APPLY WHAT YOU READ
A. Answer these questions from the acupuncture summary, one answer per line:
(i) How many studies did the researchers analyze?
(ii) Which method outperformed traditional acupuncture for long-term improvement?
(iii) Which method appeared to have the best safety profile?
B. List every acupuncture method that the acupuncture summary says ranked highest for various measures.
C. Reproduce the part of the acupuncture summary between "Multiple acupuncture modalities" and "5.59% of cases.", inclusive.

QUOTED PASSAGE

Segment Open

Multiple acupuncture modalities including abdominal acupuncture, standard acupuncture, and catgut embedding significantly reduced sleep quality scores compared to conventional medication, with adverse events occurring in only 5.59% of cases.

What This Means For You

Researchers analyzed 80 studies involving nearly 8,000 patients to compare different acupuncture techniques for treating primary insomnia. The study examined how various acupuncture methods performed against conventional sleep medications, fake acupuncture treatments, and each other. The results showed that several acupuncture techniques significantly improved sleep quality compared to standard medications. Specifically, abdominal acupuncture, traditional acupuncture, and catgut embedding (a technique where absorbable thread is inserted at acupuncture points) all reduced Pittsburgh Sleep Quality Index scores more effectively than medication in the short term. For long-term improvement, warm acupuncture outperformed traditional acupuncture. Beyond sleep quality, acupuncture also helped reduce anxiety and depression symptoms associated with insomnia. Importantly, acupuncture and catgut embedding showed better clinical effectiveness rates than conventional medications. Safety analysis revealed that adverse events were rare, occurring in only 5.59% of cases, with no significant safety differences between treatments. Wrist-ankle acupuncture appeared to have the best safety profile. While no single acupuncture method emerged as superior for all outcomes, abdominal acupuncture, catgut embedding, electroacupuncture, and wrist-ankle acupuncture ranked highest for various measures. The study authors noted that more research with longer follow-up periods is needed to confirm these findings. For patients struggling with primary insomnia who prefer non-medication options, these results suggest acupuncture offers a safe and effective alternative worth discussing with healthcare providers. If considering acupuncture for insomnia, seek a qualified, licensed acupuncturist experienced in treating sleep disorders.

Segment Closed

PROVIDED RECORDS
Segment Open

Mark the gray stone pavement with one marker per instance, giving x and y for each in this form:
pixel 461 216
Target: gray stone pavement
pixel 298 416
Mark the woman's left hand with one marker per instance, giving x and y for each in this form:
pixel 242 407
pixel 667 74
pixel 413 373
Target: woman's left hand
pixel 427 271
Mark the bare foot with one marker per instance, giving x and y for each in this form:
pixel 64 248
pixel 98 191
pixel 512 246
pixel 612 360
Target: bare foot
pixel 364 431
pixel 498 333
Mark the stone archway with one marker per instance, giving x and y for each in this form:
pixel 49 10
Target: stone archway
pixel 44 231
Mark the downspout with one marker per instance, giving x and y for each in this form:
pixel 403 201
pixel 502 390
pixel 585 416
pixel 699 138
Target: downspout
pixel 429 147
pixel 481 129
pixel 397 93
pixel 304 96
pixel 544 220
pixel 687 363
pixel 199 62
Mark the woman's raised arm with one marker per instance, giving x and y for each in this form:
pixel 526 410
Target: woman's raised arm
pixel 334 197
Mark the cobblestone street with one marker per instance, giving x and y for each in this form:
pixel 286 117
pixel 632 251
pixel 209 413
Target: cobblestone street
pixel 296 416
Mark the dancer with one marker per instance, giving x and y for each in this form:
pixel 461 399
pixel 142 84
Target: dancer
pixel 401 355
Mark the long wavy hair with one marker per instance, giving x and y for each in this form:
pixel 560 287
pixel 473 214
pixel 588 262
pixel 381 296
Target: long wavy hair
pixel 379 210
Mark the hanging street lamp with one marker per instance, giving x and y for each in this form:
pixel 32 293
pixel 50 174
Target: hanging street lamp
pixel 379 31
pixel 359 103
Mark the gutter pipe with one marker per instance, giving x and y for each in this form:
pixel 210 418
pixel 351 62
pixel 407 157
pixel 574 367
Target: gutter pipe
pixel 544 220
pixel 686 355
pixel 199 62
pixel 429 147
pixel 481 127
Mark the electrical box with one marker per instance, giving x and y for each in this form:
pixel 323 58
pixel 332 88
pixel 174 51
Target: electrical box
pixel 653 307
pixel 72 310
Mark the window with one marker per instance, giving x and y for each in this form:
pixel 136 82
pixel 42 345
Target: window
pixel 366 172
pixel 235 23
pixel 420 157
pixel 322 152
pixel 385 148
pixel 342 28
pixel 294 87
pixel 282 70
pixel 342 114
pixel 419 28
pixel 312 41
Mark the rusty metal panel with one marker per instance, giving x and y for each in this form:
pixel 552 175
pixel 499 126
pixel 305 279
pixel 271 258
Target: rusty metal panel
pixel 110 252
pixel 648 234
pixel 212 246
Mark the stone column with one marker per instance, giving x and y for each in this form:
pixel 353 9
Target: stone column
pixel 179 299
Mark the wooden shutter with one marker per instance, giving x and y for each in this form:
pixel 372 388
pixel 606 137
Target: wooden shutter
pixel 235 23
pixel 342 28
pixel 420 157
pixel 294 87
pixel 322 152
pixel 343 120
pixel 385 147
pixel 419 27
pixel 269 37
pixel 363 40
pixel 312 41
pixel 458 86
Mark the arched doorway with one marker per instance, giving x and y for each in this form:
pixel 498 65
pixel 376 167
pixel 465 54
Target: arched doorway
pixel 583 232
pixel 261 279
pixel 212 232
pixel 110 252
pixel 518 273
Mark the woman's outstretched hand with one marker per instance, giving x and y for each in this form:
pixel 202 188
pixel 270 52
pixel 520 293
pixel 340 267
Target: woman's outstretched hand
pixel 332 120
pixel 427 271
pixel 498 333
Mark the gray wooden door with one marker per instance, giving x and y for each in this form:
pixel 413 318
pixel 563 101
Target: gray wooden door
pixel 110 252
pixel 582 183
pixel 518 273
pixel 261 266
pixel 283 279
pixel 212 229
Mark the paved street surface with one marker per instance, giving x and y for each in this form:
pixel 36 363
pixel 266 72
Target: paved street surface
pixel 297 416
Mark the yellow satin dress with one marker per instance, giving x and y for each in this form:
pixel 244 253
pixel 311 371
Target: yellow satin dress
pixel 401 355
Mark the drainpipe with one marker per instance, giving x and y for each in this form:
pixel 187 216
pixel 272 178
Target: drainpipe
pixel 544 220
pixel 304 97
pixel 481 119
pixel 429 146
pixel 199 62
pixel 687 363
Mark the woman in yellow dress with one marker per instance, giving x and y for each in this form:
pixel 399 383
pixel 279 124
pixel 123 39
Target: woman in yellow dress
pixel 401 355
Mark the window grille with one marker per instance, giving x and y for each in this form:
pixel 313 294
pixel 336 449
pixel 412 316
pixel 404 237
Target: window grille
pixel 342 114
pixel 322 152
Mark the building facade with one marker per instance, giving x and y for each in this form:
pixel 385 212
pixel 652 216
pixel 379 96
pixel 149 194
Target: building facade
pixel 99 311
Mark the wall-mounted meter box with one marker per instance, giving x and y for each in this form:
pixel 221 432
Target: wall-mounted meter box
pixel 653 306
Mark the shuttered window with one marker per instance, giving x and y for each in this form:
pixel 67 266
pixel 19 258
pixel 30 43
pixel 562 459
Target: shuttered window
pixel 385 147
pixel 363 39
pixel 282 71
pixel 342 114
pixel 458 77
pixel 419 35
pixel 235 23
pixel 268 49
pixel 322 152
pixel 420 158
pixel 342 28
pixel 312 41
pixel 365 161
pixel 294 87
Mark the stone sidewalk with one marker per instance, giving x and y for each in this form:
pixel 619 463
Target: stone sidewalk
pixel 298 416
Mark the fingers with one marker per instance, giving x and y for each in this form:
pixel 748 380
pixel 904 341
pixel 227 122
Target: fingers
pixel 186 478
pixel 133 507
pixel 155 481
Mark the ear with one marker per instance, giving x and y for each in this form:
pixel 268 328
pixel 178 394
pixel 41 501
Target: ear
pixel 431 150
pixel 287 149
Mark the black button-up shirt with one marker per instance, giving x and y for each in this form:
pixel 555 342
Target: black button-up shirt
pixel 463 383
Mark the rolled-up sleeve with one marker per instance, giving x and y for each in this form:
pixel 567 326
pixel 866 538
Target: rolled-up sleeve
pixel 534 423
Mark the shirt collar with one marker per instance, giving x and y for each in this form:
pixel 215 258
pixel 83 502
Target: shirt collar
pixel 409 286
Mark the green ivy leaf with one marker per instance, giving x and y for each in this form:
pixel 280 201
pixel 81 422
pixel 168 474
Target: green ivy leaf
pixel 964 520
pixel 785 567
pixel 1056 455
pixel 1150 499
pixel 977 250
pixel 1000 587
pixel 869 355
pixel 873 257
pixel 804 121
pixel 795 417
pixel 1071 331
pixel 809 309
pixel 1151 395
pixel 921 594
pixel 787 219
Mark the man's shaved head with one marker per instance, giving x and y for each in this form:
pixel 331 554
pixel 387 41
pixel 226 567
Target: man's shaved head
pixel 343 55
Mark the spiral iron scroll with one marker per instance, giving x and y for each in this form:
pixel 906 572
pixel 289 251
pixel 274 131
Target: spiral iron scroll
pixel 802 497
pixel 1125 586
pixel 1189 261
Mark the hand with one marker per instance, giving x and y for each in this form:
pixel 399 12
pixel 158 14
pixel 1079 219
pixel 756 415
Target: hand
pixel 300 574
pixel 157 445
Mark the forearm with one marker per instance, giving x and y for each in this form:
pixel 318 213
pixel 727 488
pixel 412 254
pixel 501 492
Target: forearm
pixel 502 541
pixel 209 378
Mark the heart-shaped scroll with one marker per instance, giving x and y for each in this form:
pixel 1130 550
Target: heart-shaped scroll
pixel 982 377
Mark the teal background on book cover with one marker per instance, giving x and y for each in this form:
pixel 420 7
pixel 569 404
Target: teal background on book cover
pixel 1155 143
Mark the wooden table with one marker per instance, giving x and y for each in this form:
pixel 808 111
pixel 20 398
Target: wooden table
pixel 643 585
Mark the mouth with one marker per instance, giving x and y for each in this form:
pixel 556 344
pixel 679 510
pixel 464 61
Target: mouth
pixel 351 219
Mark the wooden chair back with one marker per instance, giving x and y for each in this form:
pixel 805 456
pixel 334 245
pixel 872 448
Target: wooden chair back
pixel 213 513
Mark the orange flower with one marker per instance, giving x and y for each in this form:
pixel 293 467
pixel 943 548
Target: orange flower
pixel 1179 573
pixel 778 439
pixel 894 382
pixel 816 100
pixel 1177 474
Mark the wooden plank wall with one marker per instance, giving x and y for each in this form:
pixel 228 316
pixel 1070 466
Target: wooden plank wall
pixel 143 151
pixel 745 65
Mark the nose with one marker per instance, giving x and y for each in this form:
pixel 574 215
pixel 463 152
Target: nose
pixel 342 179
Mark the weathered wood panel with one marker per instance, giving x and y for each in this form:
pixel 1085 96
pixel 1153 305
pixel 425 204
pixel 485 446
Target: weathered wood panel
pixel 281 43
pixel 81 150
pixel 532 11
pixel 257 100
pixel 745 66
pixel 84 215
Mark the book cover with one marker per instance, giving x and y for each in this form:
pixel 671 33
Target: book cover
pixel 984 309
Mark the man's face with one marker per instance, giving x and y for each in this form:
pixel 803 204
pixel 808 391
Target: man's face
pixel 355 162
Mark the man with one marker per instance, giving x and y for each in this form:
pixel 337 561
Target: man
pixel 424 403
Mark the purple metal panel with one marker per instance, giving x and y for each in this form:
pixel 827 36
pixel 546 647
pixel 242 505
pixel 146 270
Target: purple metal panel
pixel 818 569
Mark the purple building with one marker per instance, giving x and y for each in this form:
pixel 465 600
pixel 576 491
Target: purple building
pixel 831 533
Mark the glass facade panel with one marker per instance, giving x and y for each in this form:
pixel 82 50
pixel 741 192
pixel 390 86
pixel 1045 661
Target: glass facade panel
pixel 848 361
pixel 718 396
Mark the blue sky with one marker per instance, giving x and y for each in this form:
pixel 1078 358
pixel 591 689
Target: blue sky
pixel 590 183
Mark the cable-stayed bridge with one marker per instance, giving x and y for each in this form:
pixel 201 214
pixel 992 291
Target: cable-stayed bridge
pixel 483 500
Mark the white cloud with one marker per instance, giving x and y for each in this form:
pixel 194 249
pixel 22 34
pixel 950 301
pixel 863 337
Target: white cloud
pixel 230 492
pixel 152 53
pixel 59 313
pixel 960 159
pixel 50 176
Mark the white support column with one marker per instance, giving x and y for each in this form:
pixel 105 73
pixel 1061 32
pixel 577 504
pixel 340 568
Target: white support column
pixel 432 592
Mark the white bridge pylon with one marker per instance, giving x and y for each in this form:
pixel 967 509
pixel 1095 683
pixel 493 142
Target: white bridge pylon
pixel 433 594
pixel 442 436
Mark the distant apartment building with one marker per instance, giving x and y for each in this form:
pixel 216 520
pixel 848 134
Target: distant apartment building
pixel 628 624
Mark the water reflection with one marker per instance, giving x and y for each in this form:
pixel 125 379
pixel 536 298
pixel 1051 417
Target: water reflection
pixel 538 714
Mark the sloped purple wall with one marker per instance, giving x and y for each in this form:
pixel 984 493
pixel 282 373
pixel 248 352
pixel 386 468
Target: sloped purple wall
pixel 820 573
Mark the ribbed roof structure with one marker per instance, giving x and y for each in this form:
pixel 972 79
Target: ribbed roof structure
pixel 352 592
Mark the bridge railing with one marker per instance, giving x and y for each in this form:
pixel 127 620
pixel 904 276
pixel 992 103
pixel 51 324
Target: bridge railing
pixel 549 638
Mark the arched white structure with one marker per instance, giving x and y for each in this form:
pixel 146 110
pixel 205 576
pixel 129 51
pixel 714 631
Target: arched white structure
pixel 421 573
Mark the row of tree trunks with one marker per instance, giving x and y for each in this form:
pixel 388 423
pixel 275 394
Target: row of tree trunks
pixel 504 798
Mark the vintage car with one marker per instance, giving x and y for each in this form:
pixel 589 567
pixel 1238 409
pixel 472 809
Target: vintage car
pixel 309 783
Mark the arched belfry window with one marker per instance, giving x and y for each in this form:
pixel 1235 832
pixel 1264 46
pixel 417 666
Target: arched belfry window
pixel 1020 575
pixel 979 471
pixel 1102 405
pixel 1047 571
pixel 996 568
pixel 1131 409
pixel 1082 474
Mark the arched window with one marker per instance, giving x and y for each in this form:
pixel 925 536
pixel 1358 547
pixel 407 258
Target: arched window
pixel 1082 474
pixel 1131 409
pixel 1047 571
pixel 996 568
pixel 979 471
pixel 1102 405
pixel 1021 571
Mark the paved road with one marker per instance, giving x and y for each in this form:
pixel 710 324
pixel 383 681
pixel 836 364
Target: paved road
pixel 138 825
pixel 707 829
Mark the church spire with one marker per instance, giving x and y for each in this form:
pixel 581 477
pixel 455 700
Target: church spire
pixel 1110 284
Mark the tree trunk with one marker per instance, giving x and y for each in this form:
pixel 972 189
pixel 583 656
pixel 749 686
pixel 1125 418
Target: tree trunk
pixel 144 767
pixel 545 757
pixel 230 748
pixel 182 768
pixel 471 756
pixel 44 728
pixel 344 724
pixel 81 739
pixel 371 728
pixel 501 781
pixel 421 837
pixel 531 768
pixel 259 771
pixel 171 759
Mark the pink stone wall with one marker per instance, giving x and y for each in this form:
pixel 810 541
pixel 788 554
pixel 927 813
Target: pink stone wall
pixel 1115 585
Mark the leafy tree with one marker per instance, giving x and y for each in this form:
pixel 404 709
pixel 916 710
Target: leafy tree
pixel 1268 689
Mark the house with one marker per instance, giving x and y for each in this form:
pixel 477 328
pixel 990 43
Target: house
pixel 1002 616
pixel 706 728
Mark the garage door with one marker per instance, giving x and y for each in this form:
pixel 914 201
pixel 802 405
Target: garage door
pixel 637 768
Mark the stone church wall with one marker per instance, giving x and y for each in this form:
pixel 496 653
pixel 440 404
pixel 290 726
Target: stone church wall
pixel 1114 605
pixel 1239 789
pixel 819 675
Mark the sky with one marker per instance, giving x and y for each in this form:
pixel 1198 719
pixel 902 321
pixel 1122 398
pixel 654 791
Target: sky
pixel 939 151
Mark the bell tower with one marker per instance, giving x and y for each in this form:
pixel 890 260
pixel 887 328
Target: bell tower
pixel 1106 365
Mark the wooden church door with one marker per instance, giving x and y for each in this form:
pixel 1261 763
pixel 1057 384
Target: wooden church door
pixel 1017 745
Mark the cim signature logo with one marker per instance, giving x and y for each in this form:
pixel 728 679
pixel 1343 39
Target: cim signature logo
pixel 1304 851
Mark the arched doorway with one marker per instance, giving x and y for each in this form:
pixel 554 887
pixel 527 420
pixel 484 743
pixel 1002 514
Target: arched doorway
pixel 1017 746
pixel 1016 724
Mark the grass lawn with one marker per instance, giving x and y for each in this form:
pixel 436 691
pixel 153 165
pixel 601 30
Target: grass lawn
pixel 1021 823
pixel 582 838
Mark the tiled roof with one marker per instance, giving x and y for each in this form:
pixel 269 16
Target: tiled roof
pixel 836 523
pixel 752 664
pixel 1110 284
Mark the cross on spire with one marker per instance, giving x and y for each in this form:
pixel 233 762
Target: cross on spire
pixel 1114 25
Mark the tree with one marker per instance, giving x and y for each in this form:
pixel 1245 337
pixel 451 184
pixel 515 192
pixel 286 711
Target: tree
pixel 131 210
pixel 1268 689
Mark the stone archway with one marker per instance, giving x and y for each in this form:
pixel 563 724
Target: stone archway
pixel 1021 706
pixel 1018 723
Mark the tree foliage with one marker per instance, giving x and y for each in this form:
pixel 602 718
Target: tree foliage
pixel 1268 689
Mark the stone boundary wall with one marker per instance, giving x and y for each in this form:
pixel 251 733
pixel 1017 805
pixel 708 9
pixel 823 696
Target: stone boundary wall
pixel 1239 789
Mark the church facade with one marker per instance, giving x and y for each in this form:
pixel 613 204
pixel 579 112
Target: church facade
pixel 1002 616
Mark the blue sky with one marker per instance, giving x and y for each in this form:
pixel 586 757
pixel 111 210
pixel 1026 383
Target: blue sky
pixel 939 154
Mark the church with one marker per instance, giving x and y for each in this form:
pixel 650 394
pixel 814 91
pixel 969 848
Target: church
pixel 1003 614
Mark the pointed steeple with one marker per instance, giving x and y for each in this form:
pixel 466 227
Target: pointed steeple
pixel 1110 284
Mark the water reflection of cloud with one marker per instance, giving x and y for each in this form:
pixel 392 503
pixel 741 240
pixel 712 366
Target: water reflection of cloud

Segment Closed

RESPONSES FOR EACH TASK
A.
(i) 80 studies
(ii) Warm acupuncture
(iii) Wrist-ankle acupuncture

B. Abdominal acupuncture, catgut embedding, electroacupuncture, wrist-ankle acupuncture

C.
Multiple acupuncture modalities including abdominal acupuncture, standard acupuncture, and catgut embedding significantly reduced sleep quality scores compared to conventional medication, with adverse events occurring in only 5.59% of cases.